→ PROBLEM
Print the lines below exactly, beginning with the one that contains "tree in the photo above." and stopping after the last line.

→ DATA EXCERPTS
******************************

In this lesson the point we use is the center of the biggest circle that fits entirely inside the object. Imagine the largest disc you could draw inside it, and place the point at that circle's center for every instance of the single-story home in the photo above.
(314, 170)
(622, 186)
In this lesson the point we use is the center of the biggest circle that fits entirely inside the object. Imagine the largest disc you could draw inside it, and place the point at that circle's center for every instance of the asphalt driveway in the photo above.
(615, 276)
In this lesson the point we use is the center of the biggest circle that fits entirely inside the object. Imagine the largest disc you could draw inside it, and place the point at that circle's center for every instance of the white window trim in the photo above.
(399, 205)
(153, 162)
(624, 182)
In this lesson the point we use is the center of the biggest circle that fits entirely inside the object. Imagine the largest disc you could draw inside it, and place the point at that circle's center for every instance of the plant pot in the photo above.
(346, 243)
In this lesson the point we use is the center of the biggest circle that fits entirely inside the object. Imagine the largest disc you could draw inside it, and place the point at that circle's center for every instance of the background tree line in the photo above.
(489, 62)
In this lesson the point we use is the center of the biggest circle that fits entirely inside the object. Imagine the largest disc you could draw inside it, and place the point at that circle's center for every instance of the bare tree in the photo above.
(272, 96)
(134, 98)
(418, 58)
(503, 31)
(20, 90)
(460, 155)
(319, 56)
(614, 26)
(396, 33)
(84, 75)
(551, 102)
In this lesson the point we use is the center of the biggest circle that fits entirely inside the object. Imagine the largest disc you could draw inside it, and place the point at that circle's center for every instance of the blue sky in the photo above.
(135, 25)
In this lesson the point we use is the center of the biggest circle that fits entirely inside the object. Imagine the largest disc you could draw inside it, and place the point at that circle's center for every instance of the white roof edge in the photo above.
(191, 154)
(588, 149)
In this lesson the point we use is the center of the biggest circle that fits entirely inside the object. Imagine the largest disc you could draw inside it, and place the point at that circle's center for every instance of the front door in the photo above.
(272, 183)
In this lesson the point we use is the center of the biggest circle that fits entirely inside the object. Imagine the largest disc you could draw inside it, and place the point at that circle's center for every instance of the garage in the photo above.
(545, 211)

******************************

→ ANSWER TO THE EXERCISE
In this lesson the point we use is the center of the biggest circle that fits entirely inside the object. Imagine the largest disc you could draw inside it, and place the point at that circle's center for every instance of the bare tree in the photo above.
(272, 96)
(134, 98)
(418, 58)
(503, 31)
(20, 90)
(460, 155)
(319, 56)
(614, 26)
(396, 33)
(84, 75)
(551, 102)
In this lesson the point we use is the center of the biggest circle that fits entirely inside the object. Imagine the largest disc you could draw inside it, and place the point at that circle's center for every instance of the blue sky in the photo above.
(135, 25)
In this lesson the point we use is the center of the biggest circle that fits entirely inside the object. Imagine the largest disc you could draw inside it, and place the point at that circle's center for every instance of the white roof edge in the photo above.
(191, 154)
(588, 149)
In this lesson the point we use is the center of the biggest circle that fits entirely inside the object. Imagine the largest disc you could draw inside it, and place the point at that circle's center for every instance of the front door in the photo above.
(272, 183)
In this lesson the point we use is the center of the biggest circle that fits entirely inside the object. Imagine the largest disc you could draw inside it, and place the point at that circle's center for every instance of the garage in the photo above.
(545, 211)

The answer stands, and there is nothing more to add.